WHAT YOU HAVE TO DO:
Reproduce the entries below verbatim, from where they begin through the line that contains "[264,103,297,149]". Omit the pictures from your copy.

++++ RECORDS SHOWN ++++

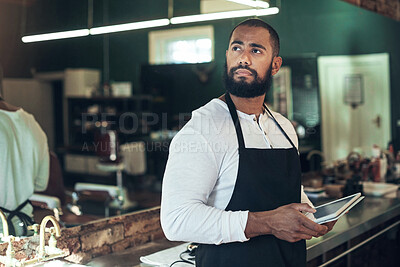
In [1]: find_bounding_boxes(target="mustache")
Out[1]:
[229,65,257,77]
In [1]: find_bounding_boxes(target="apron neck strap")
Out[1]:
[225,92,245,148]
[225,92,297,150]
[264,103,297,149]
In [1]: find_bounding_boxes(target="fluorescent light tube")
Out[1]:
[90,19,169,35]
[171,7,279,24]
[227,0,269,8]
[22,29,89,43]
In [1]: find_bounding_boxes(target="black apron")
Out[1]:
[196,93,306,267]
[0,199,35,236]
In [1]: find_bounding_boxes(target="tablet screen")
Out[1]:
[314,194,361,222]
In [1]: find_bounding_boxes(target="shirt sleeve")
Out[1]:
[161,131,248,244]
[34,126,50,192]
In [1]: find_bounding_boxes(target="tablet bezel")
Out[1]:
[314,193,361,224]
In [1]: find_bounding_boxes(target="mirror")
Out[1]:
[0,0,399,239]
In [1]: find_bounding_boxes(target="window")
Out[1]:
[149,26,214,64]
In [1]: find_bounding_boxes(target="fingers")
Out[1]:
[290,203,316,213]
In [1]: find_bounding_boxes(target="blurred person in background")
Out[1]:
[0,65,49,236]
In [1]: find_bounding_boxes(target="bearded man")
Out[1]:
[161,19,334,267]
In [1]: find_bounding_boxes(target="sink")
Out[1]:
[363,182,399,197]
[33,260,85,267]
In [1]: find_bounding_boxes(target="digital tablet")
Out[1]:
[313,193,364,224]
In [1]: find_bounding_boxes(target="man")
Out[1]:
[0,89,49,236]
[161,19,334,267]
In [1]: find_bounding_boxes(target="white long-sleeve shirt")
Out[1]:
[161,99,312,244]
[0,109,49,236]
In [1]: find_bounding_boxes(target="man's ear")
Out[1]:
[271,56,282,75]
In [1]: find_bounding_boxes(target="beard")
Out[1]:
[224,61,272,98]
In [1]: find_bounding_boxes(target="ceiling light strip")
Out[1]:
[90,19,169,35]
[171,7,279,24]
[22,7,279,43]
[22,29,89,43]
[227,0,269,8]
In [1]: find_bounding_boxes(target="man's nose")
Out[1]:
[238,52,251,65]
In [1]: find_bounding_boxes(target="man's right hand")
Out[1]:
[245,203,328,242]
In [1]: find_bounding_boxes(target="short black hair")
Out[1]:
[229,18,280,57]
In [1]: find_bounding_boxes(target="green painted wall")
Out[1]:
[0,0,400,140]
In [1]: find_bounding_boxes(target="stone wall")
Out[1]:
[0,207,165,266]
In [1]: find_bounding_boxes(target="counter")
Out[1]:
[88,197,400,267]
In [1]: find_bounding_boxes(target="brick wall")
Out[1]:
[0,207,165,266]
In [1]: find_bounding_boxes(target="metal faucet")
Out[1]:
[0,210,8,238]
[38,215,61,258]
[0,210,18,266]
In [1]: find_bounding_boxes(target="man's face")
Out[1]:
[225,26,280,97]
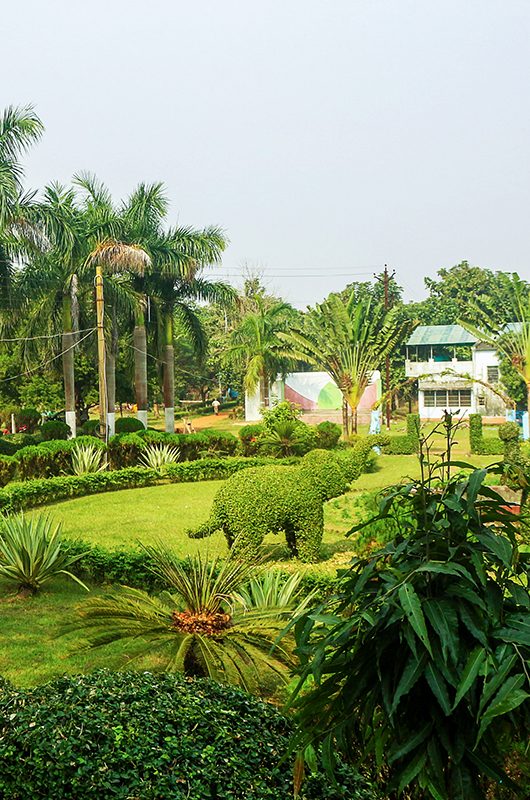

++++

FINISHED TASK:
In [1]: find_bounding_boxes(target="mustache")
Out[1]:
[229,65,257,77]
In [1]: find_bounding_boxes(target="apron neck strap")
Out[1]:
[225,92,245,148]
[225,92,297,150]
[264,103,297,149]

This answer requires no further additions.